MATERIAL SUPPLIED:
---+---

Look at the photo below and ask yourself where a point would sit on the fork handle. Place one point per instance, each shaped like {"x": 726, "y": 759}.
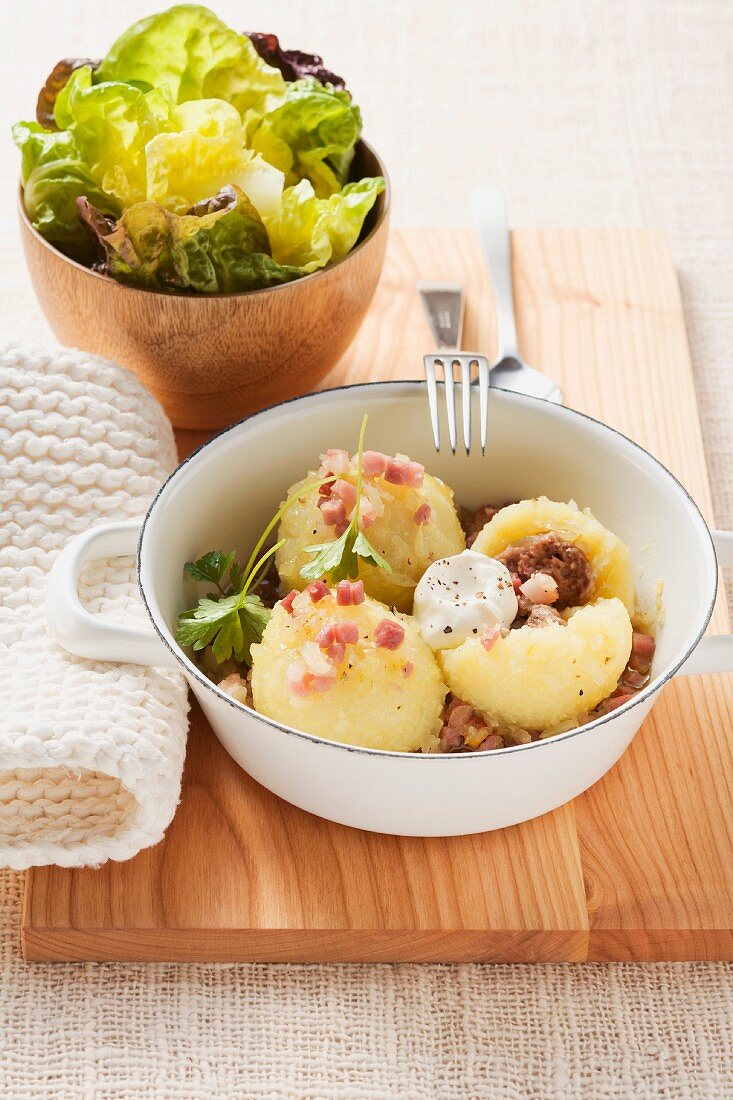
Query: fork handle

---+---

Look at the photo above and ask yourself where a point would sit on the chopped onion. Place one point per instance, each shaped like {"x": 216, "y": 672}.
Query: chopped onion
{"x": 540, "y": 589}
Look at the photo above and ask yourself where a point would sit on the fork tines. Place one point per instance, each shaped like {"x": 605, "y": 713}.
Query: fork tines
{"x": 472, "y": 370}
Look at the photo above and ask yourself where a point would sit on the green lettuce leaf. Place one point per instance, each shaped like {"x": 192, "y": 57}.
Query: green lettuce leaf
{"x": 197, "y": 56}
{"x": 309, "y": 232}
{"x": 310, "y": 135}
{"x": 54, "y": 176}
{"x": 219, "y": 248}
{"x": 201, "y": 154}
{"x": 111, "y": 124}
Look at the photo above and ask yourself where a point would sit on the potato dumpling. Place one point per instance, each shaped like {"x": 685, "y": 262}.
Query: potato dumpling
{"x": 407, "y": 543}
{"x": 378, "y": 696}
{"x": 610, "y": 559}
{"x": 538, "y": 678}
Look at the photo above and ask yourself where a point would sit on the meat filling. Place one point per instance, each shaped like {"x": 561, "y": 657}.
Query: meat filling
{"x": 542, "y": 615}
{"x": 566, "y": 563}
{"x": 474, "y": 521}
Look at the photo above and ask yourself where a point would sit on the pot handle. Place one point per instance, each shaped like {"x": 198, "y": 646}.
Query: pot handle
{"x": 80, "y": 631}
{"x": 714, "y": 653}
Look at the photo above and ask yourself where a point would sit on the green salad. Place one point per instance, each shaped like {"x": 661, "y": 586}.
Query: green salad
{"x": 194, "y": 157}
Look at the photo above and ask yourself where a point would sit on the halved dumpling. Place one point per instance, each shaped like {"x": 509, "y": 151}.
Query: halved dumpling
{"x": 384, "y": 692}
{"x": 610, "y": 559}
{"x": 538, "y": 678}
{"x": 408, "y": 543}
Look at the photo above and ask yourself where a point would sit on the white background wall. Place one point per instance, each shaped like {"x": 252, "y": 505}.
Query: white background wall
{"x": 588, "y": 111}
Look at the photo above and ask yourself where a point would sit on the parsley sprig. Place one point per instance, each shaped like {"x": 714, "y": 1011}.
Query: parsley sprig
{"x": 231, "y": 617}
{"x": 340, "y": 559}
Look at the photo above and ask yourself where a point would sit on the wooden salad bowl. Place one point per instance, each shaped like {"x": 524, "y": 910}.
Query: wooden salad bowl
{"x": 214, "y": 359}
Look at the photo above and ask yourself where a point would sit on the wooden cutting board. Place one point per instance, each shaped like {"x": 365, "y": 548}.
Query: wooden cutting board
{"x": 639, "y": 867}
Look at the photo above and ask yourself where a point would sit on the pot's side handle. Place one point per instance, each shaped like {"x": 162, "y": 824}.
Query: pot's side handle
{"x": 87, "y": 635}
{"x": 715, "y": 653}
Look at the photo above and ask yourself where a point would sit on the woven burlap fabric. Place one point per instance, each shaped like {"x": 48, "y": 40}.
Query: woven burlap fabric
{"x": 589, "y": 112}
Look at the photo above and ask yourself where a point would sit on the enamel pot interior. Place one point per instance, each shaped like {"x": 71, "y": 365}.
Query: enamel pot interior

---+---

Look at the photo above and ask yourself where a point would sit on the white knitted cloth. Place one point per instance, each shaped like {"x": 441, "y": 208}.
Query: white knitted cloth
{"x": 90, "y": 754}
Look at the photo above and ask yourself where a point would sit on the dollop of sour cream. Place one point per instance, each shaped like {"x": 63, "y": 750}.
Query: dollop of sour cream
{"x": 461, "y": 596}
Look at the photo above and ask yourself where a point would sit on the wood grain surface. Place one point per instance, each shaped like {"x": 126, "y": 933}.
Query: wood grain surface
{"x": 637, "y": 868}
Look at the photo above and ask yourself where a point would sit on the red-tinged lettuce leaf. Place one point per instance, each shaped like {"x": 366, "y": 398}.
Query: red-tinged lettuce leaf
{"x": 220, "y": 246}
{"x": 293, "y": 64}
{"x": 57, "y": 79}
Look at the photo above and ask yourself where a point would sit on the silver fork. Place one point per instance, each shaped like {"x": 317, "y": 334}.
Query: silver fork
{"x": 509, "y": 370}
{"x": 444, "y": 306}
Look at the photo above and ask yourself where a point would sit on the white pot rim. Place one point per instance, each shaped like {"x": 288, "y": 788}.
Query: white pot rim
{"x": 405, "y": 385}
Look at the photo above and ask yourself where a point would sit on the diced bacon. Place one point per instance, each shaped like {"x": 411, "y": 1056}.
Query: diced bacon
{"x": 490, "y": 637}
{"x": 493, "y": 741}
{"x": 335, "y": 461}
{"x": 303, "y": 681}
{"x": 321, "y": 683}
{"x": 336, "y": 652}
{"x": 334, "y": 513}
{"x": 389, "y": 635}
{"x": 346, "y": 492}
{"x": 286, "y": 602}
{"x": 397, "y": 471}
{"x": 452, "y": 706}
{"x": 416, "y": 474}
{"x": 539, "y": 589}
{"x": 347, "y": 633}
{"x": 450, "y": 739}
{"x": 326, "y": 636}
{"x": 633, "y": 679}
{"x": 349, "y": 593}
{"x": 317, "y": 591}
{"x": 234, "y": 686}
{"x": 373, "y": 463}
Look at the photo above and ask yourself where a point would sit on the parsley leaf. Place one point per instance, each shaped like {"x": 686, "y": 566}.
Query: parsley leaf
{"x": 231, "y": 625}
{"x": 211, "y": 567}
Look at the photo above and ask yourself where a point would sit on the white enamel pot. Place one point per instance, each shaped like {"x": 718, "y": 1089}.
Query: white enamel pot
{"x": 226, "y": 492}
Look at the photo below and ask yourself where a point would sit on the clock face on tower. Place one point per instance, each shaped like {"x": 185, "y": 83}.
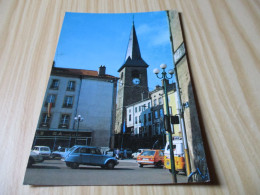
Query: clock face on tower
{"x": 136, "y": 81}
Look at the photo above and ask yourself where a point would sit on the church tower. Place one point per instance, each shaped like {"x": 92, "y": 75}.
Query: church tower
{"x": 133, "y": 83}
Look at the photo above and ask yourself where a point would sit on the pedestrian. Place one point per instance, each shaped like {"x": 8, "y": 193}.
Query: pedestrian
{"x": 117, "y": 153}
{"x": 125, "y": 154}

---+---

Copy the lines above exactly. Start with the line containing "Query: halved dumpling", end with the line containing "on the pot's", and include both.

EXPECTED OUTPUT:
Query: halved dumpling
{"x": 384, "y": 692}
{"x": 610, "y": 559}
{"x": 538, "y": 678}
{"x": 408, "y": 543}
Look at the photo above and ask yourself where a point would sit on the white background wall. Place one point per instance, each shaped like {"x": 252, "y": 505}.
Query: white background wall
{"x": 588, "y": 111}
Look at the photo above and ask yourself where a point would sit on the parsley sprig. Place one point per instance, each shaped like {"x": 714, "y": 1011}.
Query: parsley sprig
{"x": 231, "y": 617}
{"x": 340, "y": 559}
Look at the photo above and ask yourself where a point would sit on the wooden salad bowl. Place one point per instance, each shaped like {"x": 524, "y": 910}.
Query: wooden salad bowl
{"x": 214, "y": 359}
Look at the photo above and ask yourself where a point would sit on the wooden cutting board. Place one point per instance, each shaped like {"x": 365, "y": 548}.
Query: wooden cutting board
{"x": 639, "y": 867}
Look at the photo above and ask yourself where a point would sit on the pot's side handle. Place one point per instance, each shaped like {"x": 162, "y": 824}.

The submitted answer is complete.